Формулировка задания »
Напишите продолжение фрагмента беседы о русских поэтах-эмигрантах в Нью-Йорке, начав сразу после его последнего предложения.

++++ Фрагмент текста ++++

Поэты в Нью-Йорке. О городе, языке, диаспоре
Шрифт:
Чем, на ваш взгляд, объясняется тот факт, что третья волна оказалась в целом более восприимчива к новому языку, новой культуре и новой географии, чем первая?
Гетто. Многие в первой волне приехали в эмиграцию уже с репутацией. Но кто в Париже мог знать, какая у них репутация? Они там работали шоферами. И вот они собирались друг с другом, чтобы подпитывать свои репутации. А если человек выделялся из общего ряда, как, например, Набоков, который приехал юнцом, то он автоматически становился чужим. Для меня было важно вырваться из Нью-Йорка, поездить по миру и особенно – поступить в аспирантуру, пожить в университетском городе. Говорят, в Анн-Арборе сейчас много русских. А тогда были считаные. Ты просто подброшен и плывешь. Там было невозможно делать вид, что я, мол, вон кто. В Анн-Арборе, конечно, знали, кто я, и отчасти поэтому приняли меня в аспирантуру, но тем не менее. А в Нью-Йорке – они все сидели здесь и говорили друг другу: «Ну, старик, ты великий!» Люди, которые чего-то здесь добились, которые продолжали что-то делать, такие как Бродский, от этого не зависели. У Бродского был свой круг, Нобелевская премия и все такое.

++++ Предоставленные записи ++++

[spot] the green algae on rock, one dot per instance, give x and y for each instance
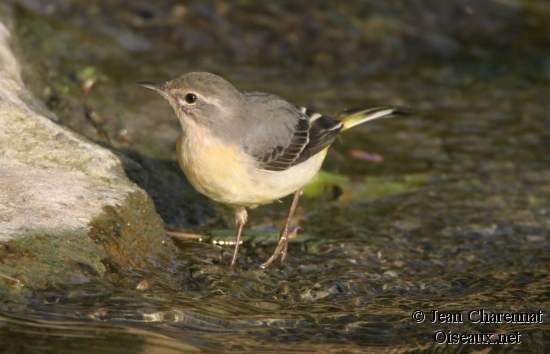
(68, 213)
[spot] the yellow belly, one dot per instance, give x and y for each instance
(227, 175)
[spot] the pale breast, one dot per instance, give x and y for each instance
(228, 175)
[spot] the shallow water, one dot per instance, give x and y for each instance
(456, 217)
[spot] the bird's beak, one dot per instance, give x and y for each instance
(153, 86)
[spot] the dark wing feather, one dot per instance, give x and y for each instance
(311, 134)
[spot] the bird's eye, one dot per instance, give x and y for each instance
(190, 98)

++++

Ответ к заданию »
Кто из поэтов первой волны вам наиболее близок? Кому, на ваш взгляд, лучше других удалось запечатлеть то, что тогда было действительно актуально: зеркало, в которое смотрится Ходасевич и не узнает себя прежнего в себе нынешнем?
Ходасевич не мой любимый поэт. Набоков для этого уехал все-таки слишком маленьким. Мне ближе, скажем, Елагин, хотя он из второй эмиграции. Он мне понятнее, и у него эти мотивы – противопоставление здесь и там, воспоминания и так далее – очень ярки. Первая эмиграция как бы дописывала то, что в ней уже было заложено. А вторая волна (Елагин, Моршен) сложились как поэты уже здесь, в эмиграции. Вот если кто был по-настоящему «эмигрантским поэтом», то это они. Какая разница, что Бальмонт писал в эмиграции и на родине? Это были люди в возрасте, не считая, скажем, Набокова. Ходасевич, правда, тоже особый случай, потому что его ранние книги невозможно читать. Он тоже сложился как поэт только в эмиграции, но это потому, что он долго вызревал.
А проза?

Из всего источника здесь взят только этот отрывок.